• _EXCERPTED TEXT_
------------------------------------------------------------------------
I was asked by 3dLacrosse to follow the eight-team Boys HS Division I at the first annual Saratoga Springs Lacrosse Shootout this past weekend. The tournament featured approximately 77 teams in 9 different divisions – not bad for a first-year event! Games were played at the Saratoga Springs Polo Grounds, where there were ten fields, concessions, parking, vendors, and a “fun zone” that I never really got a chance to see, but seemed busy and popular every time I went anywhere near it.
The SSLS was sponsored by Rhino Lacrosse, and all three Syracuse University All-American Powell brothers were in attendance. Helping Ryan organize the entire weekend was George Leveille, who runs the Lake Placid Summit Lacrosse Tournament, and George’s organizational skills and experience were evident as I looked at the tournament booklet, schedules, pool play, and playoff formats.
Assisting Ryan and George were other Lake Placid veterans – George’s son Kevin, Gary DiNola, and Rick Nelson. With so much experience involved in the planning and execution of the tournament, the only possible outcome was success!
After I checked in to my hotel in Clifton Park Friday around 6 PM, I drove up the Northway with thousands of Phish fans – they got off at Exit 13N to go to SPAC, while I stayed on I-87 till Exit 15 to get to the polo grounds. Turns out the tournament site was just west of the Skidmore College campus, well off the beaten path, but just minutes from downtown Saratoga Springs.
------------------------------------------------------------------------
• _EXTRACTED ENTRIES_
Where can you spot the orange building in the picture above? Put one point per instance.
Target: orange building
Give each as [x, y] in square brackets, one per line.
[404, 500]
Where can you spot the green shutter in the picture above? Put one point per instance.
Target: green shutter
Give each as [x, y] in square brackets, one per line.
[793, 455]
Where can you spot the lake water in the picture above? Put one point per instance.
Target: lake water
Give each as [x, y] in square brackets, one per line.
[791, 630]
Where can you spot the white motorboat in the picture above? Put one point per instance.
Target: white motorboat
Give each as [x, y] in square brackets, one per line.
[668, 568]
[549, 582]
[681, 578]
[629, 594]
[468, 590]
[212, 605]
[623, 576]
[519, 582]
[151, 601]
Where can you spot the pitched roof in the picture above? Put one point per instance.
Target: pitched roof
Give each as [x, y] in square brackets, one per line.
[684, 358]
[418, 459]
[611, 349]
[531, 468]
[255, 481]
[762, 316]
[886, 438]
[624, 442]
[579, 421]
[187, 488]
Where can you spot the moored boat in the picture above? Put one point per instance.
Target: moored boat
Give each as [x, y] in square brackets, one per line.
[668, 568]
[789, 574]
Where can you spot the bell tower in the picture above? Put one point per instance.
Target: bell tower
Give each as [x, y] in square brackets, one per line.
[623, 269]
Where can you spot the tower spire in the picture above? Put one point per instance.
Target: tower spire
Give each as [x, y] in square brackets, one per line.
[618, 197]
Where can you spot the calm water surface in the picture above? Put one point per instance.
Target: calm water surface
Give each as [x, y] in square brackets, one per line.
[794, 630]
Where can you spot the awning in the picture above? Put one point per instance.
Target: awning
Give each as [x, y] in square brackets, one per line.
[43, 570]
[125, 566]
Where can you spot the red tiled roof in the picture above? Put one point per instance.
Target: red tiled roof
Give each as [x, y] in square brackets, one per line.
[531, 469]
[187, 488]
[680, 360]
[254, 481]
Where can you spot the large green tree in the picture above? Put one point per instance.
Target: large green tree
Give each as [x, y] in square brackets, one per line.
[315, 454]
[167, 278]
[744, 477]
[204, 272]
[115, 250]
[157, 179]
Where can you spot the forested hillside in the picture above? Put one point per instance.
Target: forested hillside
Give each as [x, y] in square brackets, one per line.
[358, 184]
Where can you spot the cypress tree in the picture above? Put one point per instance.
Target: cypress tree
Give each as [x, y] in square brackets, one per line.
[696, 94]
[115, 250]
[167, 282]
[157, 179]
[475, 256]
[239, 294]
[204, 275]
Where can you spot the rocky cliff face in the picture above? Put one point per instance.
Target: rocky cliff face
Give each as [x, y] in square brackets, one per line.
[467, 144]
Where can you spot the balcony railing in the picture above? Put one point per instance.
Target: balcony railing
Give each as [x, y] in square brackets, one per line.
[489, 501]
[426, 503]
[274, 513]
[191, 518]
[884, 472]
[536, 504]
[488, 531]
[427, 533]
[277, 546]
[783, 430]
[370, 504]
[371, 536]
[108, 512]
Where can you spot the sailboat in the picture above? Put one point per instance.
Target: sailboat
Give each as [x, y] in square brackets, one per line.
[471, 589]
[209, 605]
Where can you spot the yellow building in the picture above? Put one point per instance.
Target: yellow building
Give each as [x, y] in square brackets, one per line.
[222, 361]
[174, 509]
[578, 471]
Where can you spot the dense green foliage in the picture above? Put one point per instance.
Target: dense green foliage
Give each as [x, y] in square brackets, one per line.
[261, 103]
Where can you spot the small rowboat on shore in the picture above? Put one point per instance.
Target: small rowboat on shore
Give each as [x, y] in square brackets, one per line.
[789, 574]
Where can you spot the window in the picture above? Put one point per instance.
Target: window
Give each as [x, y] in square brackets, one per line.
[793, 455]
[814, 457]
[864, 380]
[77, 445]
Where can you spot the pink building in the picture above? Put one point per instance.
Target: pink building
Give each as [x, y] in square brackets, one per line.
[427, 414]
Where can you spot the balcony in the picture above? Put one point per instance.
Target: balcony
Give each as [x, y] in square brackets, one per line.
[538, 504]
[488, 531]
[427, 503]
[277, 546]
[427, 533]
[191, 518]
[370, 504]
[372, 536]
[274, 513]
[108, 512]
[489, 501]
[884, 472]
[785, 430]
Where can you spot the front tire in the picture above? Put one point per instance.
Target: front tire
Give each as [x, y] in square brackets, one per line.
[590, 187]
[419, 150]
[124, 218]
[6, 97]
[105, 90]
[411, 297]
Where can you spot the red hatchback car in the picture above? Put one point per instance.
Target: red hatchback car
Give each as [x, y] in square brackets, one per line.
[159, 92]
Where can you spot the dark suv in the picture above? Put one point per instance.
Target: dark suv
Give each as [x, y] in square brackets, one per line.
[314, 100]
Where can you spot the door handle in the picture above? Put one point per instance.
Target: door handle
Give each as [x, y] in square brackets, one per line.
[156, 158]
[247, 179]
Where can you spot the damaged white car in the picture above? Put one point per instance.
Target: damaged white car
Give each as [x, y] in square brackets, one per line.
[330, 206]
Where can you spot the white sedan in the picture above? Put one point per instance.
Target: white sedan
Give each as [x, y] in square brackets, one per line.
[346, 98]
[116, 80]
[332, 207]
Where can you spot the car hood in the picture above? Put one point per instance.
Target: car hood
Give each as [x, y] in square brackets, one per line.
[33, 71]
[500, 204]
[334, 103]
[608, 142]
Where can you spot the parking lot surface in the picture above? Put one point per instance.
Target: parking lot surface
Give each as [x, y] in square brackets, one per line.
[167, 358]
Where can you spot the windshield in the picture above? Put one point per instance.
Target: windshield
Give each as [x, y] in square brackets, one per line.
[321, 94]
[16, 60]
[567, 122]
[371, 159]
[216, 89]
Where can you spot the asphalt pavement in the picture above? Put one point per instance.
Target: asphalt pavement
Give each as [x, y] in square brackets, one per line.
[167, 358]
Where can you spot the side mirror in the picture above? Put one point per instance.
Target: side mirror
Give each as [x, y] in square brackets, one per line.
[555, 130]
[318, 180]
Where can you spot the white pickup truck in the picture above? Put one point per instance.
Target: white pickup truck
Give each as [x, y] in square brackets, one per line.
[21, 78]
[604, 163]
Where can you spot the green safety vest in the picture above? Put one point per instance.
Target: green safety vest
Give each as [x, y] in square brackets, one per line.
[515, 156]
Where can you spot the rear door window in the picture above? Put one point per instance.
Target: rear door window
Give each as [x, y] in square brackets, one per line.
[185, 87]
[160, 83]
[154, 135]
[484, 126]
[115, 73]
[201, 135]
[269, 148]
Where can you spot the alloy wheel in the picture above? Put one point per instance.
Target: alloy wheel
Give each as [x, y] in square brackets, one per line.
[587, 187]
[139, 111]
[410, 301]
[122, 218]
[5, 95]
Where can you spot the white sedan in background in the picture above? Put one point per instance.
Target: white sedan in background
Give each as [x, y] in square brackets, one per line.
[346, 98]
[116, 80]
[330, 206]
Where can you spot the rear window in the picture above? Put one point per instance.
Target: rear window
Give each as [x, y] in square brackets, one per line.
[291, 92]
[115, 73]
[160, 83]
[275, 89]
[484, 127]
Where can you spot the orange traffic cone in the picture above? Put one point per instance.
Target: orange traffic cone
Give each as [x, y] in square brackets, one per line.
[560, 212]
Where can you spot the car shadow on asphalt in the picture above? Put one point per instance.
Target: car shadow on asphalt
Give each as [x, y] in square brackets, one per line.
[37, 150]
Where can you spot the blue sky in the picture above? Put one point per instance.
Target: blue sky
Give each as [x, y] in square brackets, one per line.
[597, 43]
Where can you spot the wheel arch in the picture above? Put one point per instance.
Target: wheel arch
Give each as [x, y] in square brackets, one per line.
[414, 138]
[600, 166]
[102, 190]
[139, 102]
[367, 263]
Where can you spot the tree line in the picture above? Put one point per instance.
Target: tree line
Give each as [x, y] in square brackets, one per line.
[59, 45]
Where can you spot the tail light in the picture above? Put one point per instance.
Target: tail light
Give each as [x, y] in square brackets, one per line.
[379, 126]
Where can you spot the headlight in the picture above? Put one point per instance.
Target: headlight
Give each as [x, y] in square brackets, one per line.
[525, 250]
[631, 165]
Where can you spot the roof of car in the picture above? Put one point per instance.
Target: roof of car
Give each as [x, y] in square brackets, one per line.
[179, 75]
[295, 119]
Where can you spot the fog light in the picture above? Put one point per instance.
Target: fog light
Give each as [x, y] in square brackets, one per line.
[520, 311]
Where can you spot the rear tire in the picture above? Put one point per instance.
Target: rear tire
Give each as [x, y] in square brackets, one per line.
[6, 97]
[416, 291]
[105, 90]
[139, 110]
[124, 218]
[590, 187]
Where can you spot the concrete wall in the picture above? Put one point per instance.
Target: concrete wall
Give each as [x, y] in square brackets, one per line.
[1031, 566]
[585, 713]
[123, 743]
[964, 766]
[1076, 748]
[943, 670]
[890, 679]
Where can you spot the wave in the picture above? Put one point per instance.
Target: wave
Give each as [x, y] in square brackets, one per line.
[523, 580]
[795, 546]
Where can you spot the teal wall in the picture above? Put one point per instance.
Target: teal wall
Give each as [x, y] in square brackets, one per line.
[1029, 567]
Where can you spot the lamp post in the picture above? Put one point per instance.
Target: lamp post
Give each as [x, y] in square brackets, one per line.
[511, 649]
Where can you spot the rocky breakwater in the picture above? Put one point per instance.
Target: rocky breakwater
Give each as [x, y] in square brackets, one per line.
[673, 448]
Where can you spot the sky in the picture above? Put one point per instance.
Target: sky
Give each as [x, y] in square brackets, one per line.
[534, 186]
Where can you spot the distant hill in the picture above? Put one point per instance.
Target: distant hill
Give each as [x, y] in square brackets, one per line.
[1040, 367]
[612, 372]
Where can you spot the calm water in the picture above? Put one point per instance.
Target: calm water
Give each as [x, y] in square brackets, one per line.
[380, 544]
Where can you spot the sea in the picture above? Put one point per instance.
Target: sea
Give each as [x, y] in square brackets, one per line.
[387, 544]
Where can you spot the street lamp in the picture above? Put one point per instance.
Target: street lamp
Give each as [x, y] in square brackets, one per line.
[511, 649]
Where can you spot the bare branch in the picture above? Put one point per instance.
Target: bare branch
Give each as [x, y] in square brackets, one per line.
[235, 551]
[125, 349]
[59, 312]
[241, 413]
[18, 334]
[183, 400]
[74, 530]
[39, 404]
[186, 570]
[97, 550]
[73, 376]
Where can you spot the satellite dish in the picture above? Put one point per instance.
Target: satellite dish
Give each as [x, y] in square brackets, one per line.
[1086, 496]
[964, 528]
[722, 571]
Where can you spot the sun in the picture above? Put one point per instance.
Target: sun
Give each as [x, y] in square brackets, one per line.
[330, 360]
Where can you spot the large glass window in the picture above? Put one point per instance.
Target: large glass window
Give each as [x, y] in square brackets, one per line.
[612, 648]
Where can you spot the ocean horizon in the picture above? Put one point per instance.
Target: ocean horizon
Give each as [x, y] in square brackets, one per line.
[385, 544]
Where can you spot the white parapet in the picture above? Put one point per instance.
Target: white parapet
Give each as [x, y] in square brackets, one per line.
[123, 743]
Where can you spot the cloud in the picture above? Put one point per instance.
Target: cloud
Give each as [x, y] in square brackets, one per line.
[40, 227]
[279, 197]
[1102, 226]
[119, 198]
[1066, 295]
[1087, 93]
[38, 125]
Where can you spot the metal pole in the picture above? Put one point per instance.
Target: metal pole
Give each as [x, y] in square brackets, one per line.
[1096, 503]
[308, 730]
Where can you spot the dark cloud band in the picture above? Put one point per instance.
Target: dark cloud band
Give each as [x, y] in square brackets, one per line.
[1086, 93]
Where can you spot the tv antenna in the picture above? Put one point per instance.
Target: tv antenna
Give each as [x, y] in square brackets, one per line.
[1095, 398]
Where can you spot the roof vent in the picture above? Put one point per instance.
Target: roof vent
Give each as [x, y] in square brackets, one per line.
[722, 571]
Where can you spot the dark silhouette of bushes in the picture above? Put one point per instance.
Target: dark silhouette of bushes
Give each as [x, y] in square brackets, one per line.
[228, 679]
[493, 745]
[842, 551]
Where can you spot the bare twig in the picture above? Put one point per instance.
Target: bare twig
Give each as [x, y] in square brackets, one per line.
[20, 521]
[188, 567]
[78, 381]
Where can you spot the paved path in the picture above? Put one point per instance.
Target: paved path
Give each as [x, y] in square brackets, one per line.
------------------------------------------------------------------------
• _YOUR INSTRUCTIONS_
From the account of the Saratoga Springs Lacrosse Shootout above, write out word for word the passage starting at "The SSLS was" and ending at "outcome was success!".

• _FULL SOLUTION_
The SSLS was sponsored by Rhino Lacrosse, and all three Syracuse University All-American Powell brothers were in attendance. Helping Ryan organize the entire weekend was George Leveille, who runs the Lake Placid Summit Lacrosse Tournament, and George’s organizational skills and experience were evident as I looked at the tournament booklet, schedules, pool play, and playoff formats.
Assisting Ryan and George were other Lake Placid veterans – George’s son Kevin, Gary DiNola, and Rick Nelson. With so much experience involved in the planning and execution of the tournament, the only possible outcome was success!